■ Exercise: Reproduce the following records exactly from the line containing "For every instance of the planter" onward, ending with the last line and including it.

[Stored data entries]
** start **

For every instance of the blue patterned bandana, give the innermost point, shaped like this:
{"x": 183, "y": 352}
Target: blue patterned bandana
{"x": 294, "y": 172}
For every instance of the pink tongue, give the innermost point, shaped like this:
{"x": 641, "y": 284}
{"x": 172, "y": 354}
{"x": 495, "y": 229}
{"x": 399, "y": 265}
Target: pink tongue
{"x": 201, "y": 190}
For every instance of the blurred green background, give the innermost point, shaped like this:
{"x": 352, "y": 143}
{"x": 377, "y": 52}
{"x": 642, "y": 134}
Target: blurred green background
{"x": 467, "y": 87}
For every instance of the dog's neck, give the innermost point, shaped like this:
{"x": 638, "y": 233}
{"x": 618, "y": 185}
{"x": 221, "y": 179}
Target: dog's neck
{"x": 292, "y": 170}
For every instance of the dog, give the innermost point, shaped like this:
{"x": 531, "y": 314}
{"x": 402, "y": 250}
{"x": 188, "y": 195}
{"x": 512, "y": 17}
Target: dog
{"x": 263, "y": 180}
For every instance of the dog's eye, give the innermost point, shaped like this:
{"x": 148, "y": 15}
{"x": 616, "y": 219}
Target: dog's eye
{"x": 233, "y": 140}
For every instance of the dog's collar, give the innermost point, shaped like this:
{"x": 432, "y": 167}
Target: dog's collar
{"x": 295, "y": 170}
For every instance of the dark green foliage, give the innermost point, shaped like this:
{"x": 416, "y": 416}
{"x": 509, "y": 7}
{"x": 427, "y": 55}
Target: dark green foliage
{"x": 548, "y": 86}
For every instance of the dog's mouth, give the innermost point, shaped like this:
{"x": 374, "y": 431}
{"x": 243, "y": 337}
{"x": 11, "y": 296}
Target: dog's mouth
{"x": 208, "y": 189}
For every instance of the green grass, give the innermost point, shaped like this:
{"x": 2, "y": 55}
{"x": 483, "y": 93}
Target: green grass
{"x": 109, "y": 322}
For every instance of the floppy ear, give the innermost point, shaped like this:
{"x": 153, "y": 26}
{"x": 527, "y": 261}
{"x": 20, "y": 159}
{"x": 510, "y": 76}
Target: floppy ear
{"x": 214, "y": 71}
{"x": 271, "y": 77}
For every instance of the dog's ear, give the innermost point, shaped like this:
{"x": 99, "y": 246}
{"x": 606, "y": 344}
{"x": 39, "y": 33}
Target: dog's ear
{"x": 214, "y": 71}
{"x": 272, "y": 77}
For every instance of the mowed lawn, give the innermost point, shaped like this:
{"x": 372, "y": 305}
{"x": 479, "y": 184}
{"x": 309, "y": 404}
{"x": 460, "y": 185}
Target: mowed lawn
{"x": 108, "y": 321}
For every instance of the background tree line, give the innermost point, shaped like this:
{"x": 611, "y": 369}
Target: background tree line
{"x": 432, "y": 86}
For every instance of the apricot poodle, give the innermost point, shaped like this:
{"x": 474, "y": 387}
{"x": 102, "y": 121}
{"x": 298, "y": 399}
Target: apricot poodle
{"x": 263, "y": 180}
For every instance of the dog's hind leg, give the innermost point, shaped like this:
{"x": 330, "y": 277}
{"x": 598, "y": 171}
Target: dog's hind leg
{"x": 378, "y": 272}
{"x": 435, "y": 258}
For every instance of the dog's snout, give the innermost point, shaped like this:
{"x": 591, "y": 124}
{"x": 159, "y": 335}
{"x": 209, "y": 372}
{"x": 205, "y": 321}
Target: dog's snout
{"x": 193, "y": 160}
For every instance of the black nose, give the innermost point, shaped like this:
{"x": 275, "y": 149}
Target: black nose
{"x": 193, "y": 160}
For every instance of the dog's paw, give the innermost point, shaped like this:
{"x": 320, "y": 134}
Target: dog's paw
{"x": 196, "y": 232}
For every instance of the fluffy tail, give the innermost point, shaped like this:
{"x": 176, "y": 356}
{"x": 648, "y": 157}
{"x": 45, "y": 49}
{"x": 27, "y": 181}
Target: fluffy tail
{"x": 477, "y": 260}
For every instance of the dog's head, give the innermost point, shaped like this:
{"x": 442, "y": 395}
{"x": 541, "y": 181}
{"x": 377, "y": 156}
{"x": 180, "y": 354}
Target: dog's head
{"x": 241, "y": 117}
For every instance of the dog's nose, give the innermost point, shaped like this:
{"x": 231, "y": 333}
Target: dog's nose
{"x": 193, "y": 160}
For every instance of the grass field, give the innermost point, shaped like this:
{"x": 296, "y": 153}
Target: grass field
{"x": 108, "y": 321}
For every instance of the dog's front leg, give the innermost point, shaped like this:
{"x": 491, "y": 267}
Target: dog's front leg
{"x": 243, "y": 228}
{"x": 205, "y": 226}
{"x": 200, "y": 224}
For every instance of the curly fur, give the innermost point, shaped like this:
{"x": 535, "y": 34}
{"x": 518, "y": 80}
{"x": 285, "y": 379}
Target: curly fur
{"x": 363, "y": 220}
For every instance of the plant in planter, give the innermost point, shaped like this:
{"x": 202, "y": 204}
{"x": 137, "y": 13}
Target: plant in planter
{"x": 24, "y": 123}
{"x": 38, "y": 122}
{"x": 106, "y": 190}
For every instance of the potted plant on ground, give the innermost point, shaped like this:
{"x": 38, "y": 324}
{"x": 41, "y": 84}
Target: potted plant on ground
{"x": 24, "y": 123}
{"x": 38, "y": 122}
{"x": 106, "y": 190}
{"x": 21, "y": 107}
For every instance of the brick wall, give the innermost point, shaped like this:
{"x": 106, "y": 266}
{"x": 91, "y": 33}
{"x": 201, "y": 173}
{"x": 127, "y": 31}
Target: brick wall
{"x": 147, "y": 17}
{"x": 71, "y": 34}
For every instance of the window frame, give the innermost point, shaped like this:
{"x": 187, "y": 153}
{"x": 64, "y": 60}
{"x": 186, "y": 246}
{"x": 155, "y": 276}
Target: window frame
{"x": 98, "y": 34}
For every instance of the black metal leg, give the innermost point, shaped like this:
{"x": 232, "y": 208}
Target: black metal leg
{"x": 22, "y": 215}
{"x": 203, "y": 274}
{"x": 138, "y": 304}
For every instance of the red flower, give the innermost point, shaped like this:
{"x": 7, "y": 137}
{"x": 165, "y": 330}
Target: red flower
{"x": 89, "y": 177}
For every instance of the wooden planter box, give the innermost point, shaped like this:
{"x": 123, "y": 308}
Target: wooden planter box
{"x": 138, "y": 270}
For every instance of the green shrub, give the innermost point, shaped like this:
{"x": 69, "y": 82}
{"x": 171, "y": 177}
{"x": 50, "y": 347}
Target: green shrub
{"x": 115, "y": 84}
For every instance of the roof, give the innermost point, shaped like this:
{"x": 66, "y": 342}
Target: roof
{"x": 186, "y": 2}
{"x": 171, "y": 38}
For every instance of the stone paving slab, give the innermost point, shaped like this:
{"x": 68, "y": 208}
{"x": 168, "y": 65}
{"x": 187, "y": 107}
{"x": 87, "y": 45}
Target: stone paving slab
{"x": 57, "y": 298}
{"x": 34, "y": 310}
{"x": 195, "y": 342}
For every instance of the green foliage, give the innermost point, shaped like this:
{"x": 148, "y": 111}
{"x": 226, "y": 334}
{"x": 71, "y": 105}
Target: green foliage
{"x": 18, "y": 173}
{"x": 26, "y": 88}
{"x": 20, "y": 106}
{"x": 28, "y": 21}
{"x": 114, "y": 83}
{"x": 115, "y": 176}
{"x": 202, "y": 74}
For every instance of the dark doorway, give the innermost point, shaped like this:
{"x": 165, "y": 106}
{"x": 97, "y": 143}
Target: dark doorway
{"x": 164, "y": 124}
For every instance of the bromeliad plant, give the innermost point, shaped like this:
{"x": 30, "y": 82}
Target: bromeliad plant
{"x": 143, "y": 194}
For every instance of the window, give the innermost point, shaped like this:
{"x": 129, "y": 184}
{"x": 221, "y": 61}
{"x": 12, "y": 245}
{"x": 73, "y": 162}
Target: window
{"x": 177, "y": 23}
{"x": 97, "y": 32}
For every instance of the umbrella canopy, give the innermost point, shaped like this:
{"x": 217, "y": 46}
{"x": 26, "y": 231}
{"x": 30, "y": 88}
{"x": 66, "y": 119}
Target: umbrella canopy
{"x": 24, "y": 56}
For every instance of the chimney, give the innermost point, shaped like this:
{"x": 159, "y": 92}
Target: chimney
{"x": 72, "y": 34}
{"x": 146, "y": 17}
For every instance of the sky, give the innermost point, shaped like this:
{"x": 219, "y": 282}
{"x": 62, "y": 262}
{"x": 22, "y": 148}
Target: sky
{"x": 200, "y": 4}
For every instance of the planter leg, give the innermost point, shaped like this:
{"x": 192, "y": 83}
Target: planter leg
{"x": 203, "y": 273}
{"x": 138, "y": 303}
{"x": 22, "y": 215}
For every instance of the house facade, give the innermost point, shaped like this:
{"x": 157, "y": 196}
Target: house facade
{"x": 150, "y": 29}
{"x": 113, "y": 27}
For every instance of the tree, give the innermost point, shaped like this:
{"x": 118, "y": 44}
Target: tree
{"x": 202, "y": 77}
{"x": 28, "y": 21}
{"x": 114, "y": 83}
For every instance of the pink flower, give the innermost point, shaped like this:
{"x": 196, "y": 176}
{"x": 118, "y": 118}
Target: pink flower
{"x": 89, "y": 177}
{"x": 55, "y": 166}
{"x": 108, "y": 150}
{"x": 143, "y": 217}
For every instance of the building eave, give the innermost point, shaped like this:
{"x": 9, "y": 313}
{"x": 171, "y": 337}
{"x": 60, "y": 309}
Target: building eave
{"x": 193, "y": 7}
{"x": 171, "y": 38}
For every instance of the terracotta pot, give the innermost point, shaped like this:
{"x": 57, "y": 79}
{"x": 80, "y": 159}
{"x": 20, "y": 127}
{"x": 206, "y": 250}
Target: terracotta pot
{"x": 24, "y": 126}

** end **

■ Written reply:
For every instance of the planter leg, give the innermost point, shaped like this:
{"x": 192, "y": 83}
Target: planter leg
{"x": 203, "y": 273}
{"x": 138, "y": 303}
{"x": 22, "y": 215}
For every instance of the house facade, give the innermost point, shaped like this:
{"x": 157, "y": 196}
Target: house facade
{"x": 150, "y": 29}
{"x": 113, "y": 27}
For every instance of the tree, give the innermost point, shaped like this:
{"x": 118, "y": 44}
Target: tree
{"x": 202, "y": 77}
{"x": 28, "y": 21}
{"x": 114, "y": 83}
For every instance of the pink flower, give the innermost point, shaped like this:
{"x": 196, "y": 176}
{"x": 118, "y": 118}
Target: pink flower
{"x": 89, "y": 177}
{"x": 55, "y": 166}
{"x": 108, "y": 150}
{"x": 143, "y": 217}
For every instance of the building eave, give the innermost point, shaped like this:
{"x": 9, "y": 313}
{"x": 171, "y": 337}
{"x": 60, "y": 309}
Target: building eave
{"x": 193, "y": 7}
{"x": 171, "y": 38}
For every instance of the terracotta pot, give the innermost point, shaped like this:
{"x": 57, "y": 79}
{"x": 80, "y": 159}
{"x": 20, "y": 127}
{"x": 206, "y": 250}
Target: terracotta pot
{"x": 24, "y": 126}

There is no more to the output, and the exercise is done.